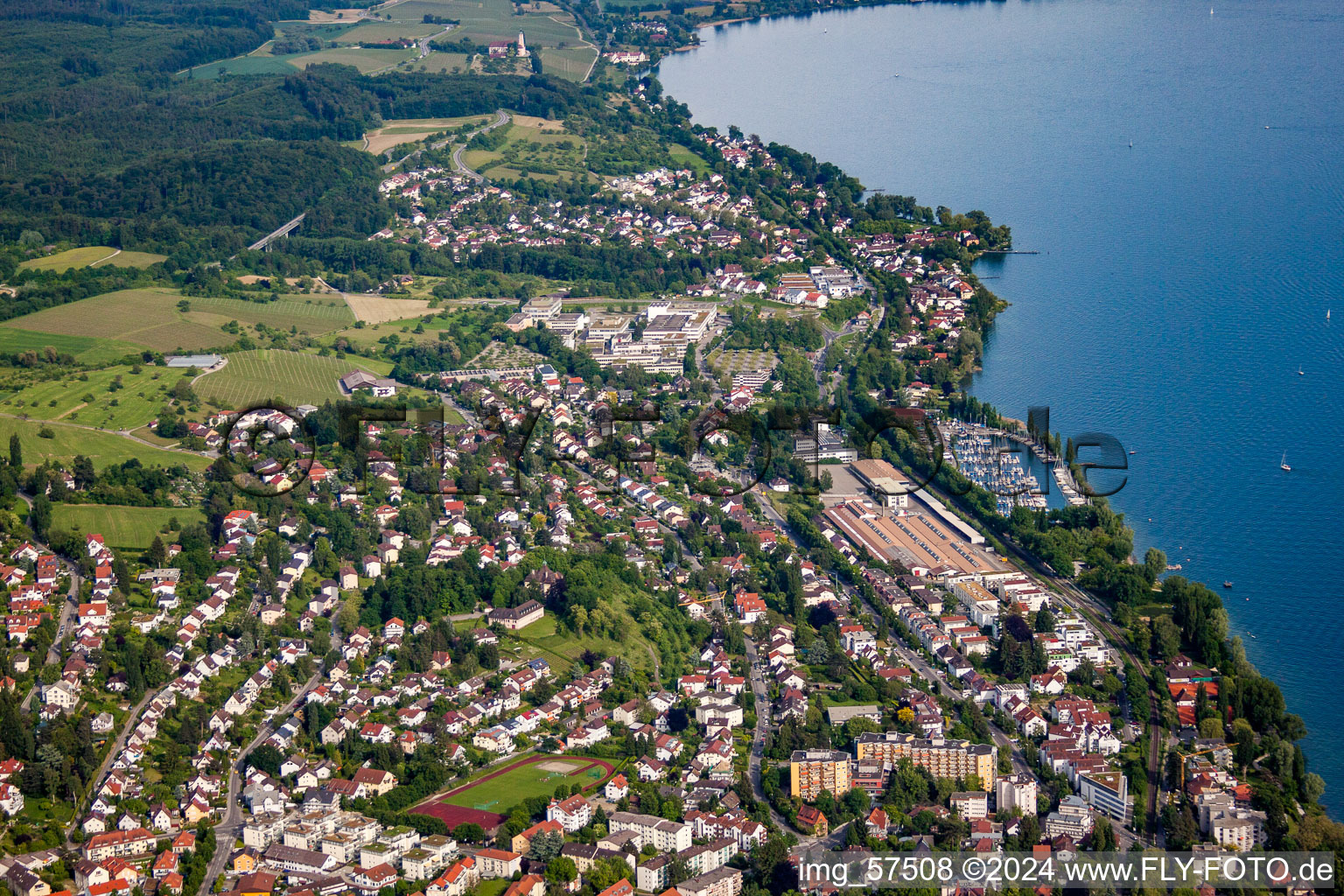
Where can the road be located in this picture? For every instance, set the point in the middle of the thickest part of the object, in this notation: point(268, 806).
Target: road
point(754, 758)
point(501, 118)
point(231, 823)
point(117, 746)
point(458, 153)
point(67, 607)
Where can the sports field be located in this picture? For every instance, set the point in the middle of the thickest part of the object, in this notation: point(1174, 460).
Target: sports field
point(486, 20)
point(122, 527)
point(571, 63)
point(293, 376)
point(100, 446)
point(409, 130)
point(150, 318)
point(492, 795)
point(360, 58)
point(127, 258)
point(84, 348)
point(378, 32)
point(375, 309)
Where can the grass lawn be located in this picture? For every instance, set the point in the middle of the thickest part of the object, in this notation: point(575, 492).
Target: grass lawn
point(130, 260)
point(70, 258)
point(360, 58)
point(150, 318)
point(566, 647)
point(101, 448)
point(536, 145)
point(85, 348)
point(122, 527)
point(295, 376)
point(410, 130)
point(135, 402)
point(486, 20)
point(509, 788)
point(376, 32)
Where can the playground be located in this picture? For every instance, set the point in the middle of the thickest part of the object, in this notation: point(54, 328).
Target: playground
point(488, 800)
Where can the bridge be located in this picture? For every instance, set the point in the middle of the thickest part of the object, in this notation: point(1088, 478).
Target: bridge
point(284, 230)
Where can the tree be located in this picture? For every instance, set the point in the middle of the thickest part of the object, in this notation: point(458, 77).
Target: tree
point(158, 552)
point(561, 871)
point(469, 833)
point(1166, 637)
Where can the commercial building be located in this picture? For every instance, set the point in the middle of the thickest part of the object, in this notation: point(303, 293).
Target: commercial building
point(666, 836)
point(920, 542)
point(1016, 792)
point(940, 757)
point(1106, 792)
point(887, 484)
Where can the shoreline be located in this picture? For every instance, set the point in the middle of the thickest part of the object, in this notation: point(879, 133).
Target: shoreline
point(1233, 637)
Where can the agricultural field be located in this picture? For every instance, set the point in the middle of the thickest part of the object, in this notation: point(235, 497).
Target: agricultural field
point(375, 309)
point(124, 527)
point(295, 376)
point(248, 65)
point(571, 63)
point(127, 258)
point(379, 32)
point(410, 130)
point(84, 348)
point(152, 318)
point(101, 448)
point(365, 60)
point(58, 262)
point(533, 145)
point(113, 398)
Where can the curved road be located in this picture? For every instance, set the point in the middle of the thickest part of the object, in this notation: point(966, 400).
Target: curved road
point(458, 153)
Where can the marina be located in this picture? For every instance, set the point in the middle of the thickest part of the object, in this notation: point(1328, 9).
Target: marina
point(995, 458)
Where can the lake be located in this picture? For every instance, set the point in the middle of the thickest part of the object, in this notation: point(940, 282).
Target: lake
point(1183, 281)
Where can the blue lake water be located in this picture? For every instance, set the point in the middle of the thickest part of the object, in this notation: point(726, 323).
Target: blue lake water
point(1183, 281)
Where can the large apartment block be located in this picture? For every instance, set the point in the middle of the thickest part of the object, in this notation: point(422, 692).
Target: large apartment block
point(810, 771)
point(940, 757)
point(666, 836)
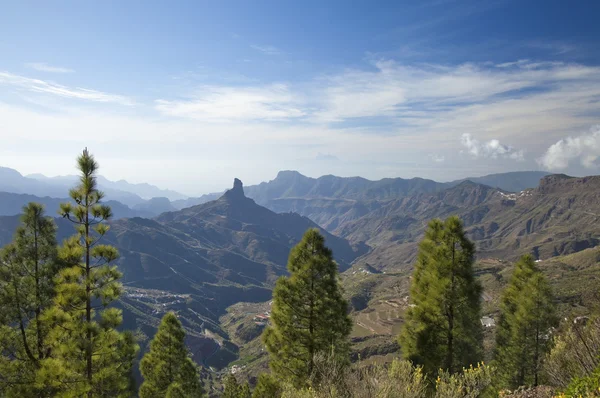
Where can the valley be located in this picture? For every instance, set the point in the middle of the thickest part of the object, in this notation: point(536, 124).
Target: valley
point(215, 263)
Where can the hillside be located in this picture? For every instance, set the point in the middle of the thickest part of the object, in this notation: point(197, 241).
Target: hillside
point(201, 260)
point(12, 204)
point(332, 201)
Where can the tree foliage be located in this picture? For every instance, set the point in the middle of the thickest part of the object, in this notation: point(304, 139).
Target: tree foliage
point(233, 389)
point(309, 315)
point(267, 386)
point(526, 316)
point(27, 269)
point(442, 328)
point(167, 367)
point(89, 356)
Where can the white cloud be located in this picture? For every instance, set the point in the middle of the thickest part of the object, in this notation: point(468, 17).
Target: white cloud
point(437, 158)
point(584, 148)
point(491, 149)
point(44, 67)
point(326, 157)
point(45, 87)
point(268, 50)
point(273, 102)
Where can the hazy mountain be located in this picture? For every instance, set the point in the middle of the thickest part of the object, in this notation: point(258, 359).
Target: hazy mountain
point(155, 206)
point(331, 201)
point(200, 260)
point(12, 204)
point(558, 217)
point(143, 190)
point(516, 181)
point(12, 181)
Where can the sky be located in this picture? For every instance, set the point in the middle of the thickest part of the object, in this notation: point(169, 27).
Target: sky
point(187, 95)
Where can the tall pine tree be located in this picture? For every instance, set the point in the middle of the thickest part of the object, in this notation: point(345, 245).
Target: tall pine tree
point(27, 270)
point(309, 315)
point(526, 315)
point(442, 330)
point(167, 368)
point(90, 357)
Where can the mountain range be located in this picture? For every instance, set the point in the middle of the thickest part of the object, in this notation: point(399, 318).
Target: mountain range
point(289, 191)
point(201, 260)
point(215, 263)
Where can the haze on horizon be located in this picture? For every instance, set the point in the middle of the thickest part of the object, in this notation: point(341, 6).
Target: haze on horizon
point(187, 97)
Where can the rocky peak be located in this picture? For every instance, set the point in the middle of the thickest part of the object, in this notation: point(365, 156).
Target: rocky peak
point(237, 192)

==

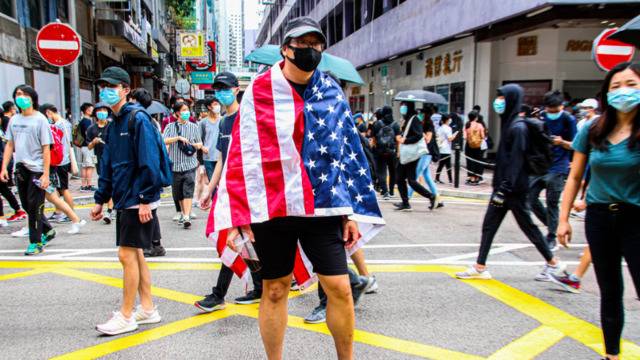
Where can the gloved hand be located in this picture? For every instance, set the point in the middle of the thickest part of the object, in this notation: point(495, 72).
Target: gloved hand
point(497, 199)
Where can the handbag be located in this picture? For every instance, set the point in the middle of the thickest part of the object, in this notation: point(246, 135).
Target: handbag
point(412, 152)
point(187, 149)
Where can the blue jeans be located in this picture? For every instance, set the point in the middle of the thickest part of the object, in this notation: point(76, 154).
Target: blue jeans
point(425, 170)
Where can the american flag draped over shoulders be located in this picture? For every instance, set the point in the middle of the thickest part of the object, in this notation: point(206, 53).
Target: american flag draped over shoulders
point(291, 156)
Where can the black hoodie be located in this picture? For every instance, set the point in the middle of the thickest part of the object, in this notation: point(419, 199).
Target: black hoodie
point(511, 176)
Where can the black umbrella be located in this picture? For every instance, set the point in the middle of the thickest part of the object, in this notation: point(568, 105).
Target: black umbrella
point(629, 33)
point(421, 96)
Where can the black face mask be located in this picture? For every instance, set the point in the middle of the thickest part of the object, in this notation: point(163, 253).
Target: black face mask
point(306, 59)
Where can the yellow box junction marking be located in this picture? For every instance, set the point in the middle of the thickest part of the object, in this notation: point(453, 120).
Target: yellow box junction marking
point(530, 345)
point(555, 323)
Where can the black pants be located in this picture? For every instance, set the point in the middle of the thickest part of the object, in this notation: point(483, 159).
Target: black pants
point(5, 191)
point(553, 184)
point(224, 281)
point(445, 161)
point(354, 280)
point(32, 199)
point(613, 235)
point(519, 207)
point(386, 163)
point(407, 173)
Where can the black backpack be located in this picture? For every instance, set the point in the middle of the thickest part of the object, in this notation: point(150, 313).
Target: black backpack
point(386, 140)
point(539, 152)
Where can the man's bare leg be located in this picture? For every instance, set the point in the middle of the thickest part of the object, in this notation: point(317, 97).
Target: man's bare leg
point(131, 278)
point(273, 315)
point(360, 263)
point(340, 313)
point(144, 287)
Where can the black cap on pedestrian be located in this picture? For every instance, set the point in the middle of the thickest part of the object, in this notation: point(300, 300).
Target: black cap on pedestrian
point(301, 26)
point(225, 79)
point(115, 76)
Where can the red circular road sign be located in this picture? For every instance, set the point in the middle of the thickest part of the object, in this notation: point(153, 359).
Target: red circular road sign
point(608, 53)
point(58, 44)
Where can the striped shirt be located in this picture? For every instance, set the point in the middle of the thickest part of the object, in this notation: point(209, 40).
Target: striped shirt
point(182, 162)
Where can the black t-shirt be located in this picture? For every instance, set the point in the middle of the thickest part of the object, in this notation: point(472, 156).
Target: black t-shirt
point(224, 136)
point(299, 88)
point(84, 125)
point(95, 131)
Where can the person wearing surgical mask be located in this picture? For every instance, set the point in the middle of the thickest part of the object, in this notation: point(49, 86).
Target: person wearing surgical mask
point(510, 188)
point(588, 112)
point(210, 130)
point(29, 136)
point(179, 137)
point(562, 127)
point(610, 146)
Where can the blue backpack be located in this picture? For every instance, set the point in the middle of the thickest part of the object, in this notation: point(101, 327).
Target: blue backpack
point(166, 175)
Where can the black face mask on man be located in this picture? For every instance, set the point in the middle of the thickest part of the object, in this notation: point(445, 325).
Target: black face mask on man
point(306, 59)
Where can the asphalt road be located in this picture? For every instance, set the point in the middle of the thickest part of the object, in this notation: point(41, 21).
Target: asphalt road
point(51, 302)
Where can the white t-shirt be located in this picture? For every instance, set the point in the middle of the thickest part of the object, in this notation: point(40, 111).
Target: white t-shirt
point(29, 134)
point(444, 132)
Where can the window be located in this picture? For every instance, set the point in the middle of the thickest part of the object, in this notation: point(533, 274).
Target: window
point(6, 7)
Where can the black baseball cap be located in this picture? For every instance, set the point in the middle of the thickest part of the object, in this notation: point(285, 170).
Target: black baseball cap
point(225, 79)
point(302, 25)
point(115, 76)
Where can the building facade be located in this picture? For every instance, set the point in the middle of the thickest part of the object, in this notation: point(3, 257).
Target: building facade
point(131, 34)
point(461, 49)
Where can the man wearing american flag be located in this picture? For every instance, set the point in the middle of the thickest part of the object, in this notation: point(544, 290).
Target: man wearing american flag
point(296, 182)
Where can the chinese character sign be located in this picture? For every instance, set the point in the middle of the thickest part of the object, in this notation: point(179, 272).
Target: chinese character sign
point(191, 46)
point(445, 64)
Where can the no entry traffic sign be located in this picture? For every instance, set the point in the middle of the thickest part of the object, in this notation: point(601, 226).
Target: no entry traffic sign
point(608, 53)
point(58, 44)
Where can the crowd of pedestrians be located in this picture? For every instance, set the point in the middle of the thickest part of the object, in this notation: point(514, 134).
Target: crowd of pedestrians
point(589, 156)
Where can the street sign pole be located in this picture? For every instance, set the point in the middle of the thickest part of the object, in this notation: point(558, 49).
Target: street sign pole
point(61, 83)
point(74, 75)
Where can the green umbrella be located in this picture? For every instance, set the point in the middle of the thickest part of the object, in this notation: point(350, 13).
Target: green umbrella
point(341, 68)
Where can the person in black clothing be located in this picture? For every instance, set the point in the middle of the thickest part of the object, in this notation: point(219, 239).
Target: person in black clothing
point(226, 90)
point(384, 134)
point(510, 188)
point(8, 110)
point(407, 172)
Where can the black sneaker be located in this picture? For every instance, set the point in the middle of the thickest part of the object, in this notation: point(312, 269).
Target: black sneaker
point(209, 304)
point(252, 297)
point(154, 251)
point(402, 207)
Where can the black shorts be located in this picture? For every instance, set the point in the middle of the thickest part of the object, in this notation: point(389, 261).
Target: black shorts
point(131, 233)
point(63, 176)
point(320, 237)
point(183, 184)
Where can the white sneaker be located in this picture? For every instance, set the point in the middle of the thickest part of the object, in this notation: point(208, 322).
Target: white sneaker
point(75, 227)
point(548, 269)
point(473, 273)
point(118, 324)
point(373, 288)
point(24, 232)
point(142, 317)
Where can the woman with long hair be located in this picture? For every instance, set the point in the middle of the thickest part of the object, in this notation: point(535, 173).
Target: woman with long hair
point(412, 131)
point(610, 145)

--

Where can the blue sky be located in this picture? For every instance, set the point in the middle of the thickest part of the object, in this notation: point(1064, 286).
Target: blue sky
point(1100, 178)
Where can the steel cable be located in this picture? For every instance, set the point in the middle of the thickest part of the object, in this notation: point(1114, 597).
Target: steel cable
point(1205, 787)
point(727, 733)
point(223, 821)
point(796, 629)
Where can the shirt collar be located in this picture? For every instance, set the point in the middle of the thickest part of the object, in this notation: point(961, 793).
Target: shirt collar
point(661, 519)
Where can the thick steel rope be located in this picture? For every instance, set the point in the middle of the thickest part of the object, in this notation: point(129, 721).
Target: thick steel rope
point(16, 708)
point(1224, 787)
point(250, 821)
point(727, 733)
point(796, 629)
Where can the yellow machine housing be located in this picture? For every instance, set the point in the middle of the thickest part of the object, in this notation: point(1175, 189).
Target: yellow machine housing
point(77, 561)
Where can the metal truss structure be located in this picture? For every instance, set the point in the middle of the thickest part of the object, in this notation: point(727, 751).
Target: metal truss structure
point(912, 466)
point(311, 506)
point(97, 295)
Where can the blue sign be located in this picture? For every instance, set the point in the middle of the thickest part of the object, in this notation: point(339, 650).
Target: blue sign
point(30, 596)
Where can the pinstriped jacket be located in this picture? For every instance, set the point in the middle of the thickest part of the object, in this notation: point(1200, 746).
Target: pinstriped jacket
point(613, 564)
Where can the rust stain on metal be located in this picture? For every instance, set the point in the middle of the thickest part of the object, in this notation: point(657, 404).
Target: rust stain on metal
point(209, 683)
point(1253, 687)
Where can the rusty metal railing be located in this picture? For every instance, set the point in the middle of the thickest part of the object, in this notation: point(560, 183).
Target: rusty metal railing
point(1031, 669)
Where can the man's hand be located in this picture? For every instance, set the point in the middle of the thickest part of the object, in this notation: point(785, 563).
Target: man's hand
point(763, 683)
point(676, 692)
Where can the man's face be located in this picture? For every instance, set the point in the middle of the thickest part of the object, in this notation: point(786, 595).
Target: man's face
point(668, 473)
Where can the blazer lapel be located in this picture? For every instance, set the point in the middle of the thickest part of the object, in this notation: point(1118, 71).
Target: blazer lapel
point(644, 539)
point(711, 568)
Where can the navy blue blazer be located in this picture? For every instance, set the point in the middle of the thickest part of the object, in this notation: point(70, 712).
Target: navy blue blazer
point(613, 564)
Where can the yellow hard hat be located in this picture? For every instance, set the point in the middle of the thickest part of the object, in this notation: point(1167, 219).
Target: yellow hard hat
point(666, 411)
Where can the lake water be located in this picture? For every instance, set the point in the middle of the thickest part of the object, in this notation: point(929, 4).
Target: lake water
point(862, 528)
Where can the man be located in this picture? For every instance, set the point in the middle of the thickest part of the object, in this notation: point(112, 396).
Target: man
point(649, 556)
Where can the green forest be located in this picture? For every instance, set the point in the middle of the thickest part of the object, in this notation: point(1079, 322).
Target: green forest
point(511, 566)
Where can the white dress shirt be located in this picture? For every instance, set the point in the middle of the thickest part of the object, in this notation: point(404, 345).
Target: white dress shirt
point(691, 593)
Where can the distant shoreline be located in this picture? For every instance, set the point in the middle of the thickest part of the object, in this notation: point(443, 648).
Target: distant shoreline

THE PROBLEM:
Duplicate the rows starting with the line that contains "Where can the black umbrella" and going on through the line that contains "point(421, 96)", both ends included.

THE RESPONSE:
Where can the black umbrella be located in this picture? For every instance, set the point in the middle of the thickest part of the object, in this notation: point(568, 105).
Target: black umbrella
point(629, 33)
point(421, 96)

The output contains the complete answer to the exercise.